#### [STATED EXERCISE A]
Summarize the news excerpt about Somalia and Ethiopia in exactly two sentences.
#### [STATED EXERCISE B]
List every place name that appears in the news excerpt about Somalia and Ethiopia.
#### [STATED EXERCISE C]
From the news excerpt about Somalia and Ethiopia, reproduce the passage between "That would give" and "yet to confirm.", inclusive.

MOGADISHU: Somalia’s President Hassan Sheikh Mohamud on Saturday accused Ethiopia of not accepting his country as a sovereign state.
And he renewed his attack on Addis Ababa’s agreement with a breakaway Somali region.
“Ethiopia refuses to recognize Somalia as a sovereign neighboring country,” Somalia president said Saturday during an address to the nation.
“Until it recognizes the sovereignty of Somalia, we cannot talk about a sea or any other thing. Ethiopia violated international law.”
Earlier this year, Ethiopia signed a memorandum of understanding with Somaliland to lease 20 kilometers (12 miles) of coast for 50 years.
That would give Ethiopia — one of the world’s largest landlocked countries — long-sought after access to the sea.
Somaliland — which unilaterally declared independence from Somalia in 1991 — has said Ethiopia in return will become the first country to formally recognize it, a step Addis Ababa has yet to confirm.

#### [RECORDED INFORMATION]

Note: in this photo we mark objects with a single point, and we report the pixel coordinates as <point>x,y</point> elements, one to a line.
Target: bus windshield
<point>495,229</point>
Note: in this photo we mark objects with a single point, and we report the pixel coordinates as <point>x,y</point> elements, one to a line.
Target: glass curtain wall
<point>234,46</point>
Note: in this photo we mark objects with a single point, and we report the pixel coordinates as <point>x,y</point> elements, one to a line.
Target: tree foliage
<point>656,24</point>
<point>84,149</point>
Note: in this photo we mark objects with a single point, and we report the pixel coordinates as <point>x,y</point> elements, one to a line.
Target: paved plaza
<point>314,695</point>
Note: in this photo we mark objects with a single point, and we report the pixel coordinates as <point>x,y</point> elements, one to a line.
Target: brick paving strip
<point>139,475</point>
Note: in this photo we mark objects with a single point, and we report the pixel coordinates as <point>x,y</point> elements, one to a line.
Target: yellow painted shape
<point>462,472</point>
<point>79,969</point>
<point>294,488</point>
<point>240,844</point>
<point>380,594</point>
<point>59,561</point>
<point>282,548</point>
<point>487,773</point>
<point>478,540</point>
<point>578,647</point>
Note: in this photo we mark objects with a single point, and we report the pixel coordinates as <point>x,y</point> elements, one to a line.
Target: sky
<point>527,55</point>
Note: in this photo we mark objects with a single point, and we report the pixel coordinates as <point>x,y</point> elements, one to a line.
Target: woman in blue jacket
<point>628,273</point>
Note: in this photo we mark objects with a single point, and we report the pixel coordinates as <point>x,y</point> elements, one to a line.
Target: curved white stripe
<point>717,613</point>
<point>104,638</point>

#### [FULL OUTPUT A]
On Saturday, Somalia's President Hassan Sheikh Mohamud accused Ethiopia of refusing to recognize Somalia as a sovereign state and renewed his attack on Ethiopia's agreement with the breakaway region of Somaliland. Under that memorandum of understanding, Ethiopia would lease 20 kilometers of coast for 50 years and gain long-sought access to the sea, and Somaliland says Ethiopia will in return formally recognize it, a step Addis Ababa has yet to confirm.

#### [FULL OUTPUT B]
- Mogadishu
- Somalia
- Ethiopia
- Addis Ababa
- Somaliland

#### [FULL OUTPUT C]
That would give Ethiopia — one of the world’s largest landlocked countries — long-sought after access to the sea.
Somaliland — which unilaterally declared independence from Somalia in 1991 — has said Ethiopia in return will become the first country to formally recognize it, a step Addis Ababa has yet to confirm.